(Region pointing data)
────────────────────

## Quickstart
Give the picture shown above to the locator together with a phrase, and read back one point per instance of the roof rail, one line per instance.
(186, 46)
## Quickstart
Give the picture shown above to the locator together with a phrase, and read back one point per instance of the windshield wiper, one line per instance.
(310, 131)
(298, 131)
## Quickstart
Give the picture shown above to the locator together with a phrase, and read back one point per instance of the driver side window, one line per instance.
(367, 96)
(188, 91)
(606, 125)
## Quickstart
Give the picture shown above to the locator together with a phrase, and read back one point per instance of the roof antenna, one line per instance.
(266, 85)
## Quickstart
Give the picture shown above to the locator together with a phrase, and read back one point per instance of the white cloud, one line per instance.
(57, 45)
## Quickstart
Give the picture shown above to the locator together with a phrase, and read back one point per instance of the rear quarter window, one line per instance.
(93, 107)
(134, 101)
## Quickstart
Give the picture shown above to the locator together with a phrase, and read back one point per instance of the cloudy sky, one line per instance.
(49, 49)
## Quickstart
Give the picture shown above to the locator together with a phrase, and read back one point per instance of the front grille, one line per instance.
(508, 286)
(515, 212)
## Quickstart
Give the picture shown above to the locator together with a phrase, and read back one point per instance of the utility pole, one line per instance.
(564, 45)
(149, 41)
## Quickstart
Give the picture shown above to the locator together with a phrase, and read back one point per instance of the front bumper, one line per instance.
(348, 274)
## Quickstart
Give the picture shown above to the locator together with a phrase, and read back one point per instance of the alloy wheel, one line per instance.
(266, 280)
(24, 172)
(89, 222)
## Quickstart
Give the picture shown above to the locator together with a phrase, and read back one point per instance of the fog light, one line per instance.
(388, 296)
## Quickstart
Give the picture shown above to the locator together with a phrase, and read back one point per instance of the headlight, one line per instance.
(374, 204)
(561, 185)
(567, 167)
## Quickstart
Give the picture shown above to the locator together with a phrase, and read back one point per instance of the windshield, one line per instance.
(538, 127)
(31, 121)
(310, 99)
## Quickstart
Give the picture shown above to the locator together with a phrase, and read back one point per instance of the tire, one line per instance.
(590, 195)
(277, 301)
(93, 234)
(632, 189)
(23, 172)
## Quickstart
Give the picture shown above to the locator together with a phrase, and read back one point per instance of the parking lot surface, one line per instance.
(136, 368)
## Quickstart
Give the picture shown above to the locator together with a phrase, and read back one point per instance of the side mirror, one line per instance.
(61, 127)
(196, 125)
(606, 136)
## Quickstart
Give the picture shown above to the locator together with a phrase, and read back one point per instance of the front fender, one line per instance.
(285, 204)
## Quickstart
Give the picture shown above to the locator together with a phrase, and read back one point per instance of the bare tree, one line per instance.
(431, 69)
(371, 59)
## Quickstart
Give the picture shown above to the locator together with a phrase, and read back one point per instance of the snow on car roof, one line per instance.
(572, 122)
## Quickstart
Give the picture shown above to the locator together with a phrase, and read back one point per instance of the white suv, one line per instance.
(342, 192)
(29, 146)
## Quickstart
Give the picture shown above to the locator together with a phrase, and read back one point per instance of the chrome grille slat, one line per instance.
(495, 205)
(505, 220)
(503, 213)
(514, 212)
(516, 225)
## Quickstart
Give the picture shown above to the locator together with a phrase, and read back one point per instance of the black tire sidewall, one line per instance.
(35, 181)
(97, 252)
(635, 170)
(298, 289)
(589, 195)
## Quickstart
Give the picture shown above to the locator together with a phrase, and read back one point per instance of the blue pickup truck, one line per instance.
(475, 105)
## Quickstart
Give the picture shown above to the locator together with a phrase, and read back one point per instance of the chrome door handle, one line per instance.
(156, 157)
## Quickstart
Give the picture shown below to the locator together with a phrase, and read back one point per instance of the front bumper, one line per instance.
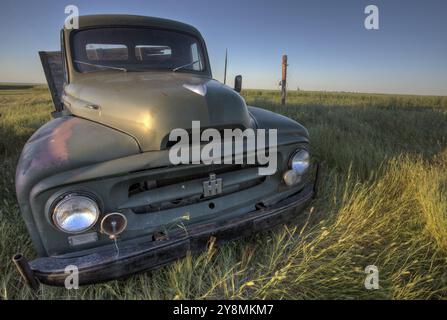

────────────────────

Work instructions
With the pictures removed, the entries above should be transcribed exactly.

Reply to the exercise
## Quickstart
Give the picture shown above to the locator together with a phrase, and read back one point per instance of the roof rail, one line per instance.
(186, 46)
## Quickstart
Give the picture shown above to the locator together with a phrase, and read back one point per instance of the windshield wiper, one line per instance.
(310, 131)
(298, 131)
## Quickstart
Give the picture shown above to the locator together with a phrase, and read back one point per instance of the driver side window, one line per instance.
(367, 96)
(188, 91)
(606, 125)
## Quickstart
Give the picture shown above to the locator together with a phrase, and read back one point per instance of the roof antenna, one line per instance.
(266, 85)
## Quickstart
Give the picture shown above to the locator together with a phrase, and read back one point per instance of the white cloud, one line per instance.
(57, 45)
## Quickstart
Give the picture shown above to the locator together with a phrase, and read back one point per instance of the rear quarter window, one line per instance.
(93, 107)
(134, 101)
## Quickstart
Give the picture shown above to the locator together with a phrase, and read back one point per instance of the cloudy sky, one line per instance.
(49, 49)
## Quickstart
Give the picture shown above to the locator together with a phrase, and read back one point per instance of the front grille, one line per instance.
(508, 286)
(515, 212)
## Quickstart
Give the picture shown above to the locator together with a phrase, and read back one point per instance of the utility pole, one line per instance.
(564, 45)
(149, 41)
## Quickstart
Give the picture shown above to the locator together with a phrase, and read back one point per instance of the front bumper, one line per instance.
(348, 274)
## Quickstart
Give the picture shown above to the locator together with a phrase, and read back one point per instance of the alloy wheel, one line per instance.
(266, 280)
(24, 172)
(89, 222)
## Quickstart
Give the picture shown above to the locator together with a phrase, and read back one point per instance of the fog light, one line per instance.
(388, 296)
## Quickstart
Give the picture shown above to the locator together with a phrase, and read back one point per instance of the headlight, one line per instance.
(374, 204)
(561, 185)
(567, 167)
## Quickstart
Give the picture shown above to the locator together with a phrase, and read back one point per instance of the windshield, one line per instance.
(538, 127)
(31, 121)
(310, 99)
## Quickstart
Give the picture shown above to the locator together with a phrase, and read back one point per instance of the tire, one line per instance.
(590, 195)
(277, 301)
(93, 234)
(632, 189)
(23, 172)
## Quickstart
Give the picture shown above to the locator together with a phrase, and read back one point per instance of the parking lot surface, one line per instance.
(136, 368)
## Quickstart
Give the picture shown above to the locator together with a phrase, and read back one point per instance of the side mirror, one line per instance.
(61, 127)
(196, 125)
(606, 136)
## Quickstart
Give the picture shown above to the locator together with a phrase, and read back one point per instance of the front fender, one line per instance.
(285, 204)
## Quickstart
Give the picture shown above to the locator together with a phrase, and read back one point per instance of the bare tree, one line per instance.
(431, 69)
(371, 59)
## Quickstart
Give the picture shown above to the locator together with a phrase, and read back one point per instance of the snow on car roof, one line per instance.
(572, 122)
## Quickstart
Give the picture shown above to the locator together with a phrase, and read back one point per instance of the white suv, one line per instance.
(342, 192)
(29, 146)
## Quickstart
Give the picture shown above to the locator together with a phrase, and read back one point per instance of the chrome grille slat, one line per instance.
(495, 205)
(505, 220)
(503, 213)
(514, 212)
(516, 225)
## Quickstart
Give the picture shown above to the locator together with a phrase, and read back one point per instance of the black tire sidewall, one line per instance.
(35, 181)
(97, 252)
(635, 170)
(298, 289)
(589, 195)
## Quickstart
Give the picture shown above to the locator together with a phrase, and read back one point per instance of the blue pickup truck, one line per instance.
(475, 105)
## Quickstart
Give the picture shown above to the locator together with a phrase, and read back one point per instance of the chrome door handle, one line per instance.
(156, 157)
## Quickstart
Give the picture shown below to the locator together with a phrase, and read back one point per instance of the front bumper, one line per instance.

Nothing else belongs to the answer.